## Problem description
Search the entries for lines that contain the word "tree", and report each one found.

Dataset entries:

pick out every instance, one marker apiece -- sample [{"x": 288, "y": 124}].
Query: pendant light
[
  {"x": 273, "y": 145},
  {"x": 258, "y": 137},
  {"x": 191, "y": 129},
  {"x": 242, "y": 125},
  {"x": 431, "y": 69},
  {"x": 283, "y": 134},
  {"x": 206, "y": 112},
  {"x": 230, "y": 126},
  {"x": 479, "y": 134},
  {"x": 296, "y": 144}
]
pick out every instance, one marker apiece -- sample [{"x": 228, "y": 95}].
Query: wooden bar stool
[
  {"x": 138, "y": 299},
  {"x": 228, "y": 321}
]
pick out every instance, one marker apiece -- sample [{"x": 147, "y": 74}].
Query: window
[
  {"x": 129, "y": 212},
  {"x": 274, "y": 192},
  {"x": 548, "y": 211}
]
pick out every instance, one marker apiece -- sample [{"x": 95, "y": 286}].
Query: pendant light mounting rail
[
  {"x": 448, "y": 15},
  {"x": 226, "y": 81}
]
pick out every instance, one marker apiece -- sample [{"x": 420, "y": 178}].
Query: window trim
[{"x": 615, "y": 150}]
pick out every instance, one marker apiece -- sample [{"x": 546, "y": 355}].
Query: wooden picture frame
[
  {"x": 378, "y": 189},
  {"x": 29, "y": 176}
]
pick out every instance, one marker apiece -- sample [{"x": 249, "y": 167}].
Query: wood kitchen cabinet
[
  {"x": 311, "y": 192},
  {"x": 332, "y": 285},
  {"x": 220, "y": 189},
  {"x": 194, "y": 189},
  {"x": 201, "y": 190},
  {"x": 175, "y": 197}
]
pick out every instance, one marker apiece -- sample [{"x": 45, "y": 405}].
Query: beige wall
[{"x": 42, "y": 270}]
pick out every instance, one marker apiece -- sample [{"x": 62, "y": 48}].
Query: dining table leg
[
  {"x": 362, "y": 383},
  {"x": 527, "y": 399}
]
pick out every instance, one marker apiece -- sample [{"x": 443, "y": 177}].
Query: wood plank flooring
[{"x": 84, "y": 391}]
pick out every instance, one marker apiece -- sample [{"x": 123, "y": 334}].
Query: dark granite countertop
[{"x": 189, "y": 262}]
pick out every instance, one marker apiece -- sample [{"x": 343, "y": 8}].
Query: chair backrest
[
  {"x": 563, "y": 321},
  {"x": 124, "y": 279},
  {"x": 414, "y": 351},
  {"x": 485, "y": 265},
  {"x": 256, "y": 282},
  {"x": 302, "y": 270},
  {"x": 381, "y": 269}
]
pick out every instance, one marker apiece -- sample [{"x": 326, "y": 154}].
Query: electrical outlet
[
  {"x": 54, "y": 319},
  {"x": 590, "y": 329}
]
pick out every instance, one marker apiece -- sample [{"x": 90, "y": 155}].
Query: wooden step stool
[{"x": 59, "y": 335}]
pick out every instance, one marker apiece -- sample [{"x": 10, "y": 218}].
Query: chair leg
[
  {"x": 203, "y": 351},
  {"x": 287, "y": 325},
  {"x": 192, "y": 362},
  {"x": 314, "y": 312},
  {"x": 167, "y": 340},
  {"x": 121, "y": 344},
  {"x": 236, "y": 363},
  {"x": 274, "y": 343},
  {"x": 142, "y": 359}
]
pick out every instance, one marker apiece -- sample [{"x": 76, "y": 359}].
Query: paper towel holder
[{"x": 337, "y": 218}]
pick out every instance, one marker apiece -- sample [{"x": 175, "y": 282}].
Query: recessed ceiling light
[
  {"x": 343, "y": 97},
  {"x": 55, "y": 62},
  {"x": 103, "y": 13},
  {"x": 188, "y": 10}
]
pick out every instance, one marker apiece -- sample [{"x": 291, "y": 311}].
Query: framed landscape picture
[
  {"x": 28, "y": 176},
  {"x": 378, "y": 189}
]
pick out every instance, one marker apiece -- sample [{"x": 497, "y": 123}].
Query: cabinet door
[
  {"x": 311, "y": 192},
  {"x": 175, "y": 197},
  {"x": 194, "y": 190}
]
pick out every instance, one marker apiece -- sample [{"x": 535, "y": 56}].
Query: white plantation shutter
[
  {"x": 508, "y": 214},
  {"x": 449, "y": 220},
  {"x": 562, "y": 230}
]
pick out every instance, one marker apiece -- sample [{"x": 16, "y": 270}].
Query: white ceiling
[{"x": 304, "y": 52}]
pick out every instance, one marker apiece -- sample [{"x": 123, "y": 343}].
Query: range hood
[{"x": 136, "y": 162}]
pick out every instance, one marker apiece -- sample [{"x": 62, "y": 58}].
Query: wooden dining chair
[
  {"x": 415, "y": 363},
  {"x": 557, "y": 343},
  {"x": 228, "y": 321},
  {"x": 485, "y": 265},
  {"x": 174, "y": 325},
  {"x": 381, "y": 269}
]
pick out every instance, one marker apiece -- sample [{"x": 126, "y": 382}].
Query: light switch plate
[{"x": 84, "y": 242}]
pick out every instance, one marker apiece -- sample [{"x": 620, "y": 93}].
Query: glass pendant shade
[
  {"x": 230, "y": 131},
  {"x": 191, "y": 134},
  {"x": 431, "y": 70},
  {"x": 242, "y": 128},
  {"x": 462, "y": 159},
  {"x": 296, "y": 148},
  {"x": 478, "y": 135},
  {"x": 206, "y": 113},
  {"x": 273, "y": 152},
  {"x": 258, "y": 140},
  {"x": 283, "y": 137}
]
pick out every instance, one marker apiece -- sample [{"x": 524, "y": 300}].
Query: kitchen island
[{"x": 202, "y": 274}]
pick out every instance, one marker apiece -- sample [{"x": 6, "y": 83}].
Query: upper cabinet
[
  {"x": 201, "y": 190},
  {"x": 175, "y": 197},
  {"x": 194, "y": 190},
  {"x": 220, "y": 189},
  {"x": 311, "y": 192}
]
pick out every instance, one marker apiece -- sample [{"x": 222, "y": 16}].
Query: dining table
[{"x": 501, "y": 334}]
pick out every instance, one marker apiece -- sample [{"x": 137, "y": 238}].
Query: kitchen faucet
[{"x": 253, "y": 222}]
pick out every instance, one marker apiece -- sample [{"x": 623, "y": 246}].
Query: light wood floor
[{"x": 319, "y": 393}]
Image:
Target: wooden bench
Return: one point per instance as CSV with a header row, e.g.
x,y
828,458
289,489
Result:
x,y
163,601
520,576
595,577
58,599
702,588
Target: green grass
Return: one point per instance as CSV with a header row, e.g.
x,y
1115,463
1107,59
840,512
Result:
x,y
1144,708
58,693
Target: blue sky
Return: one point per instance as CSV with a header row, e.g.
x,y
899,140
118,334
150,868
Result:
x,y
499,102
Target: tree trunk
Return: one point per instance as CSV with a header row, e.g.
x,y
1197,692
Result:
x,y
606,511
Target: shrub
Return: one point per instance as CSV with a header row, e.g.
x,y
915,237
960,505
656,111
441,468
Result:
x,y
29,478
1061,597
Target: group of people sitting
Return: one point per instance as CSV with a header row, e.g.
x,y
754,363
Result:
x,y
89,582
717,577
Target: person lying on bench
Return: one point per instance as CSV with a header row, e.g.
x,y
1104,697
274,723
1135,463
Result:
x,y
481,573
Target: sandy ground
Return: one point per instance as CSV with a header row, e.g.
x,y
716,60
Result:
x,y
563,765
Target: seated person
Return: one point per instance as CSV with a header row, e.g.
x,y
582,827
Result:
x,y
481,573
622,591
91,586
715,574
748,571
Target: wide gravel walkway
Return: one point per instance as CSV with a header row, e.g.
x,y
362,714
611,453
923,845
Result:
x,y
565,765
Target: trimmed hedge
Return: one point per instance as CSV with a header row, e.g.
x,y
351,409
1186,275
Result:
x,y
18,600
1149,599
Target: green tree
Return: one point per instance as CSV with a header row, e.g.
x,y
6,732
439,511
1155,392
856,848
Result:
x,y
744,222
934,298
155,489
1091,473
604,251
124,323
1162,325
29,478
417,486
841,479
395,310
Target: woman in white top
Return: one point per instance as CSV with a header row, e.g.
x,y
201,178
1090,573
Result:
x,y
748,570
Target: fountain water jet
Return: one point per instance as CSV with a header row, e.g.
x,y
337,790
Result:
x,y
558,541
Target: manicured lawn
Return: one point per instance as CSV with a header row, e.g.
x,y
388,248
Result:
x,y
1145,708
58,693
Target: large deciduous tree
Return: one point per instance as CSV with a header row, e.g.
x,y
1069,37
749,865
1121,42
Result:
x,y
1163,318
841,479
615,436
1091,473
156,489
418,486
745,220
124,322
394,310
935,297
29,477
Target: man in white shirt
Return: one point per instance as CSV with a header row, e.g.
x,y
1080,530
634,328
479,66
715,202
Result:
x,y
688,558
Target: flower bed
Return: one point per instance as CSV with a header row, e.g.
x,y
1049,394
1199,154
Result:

## Result of the exercise
Target: tree trunk
Target: green tree
Target: large deciduous tree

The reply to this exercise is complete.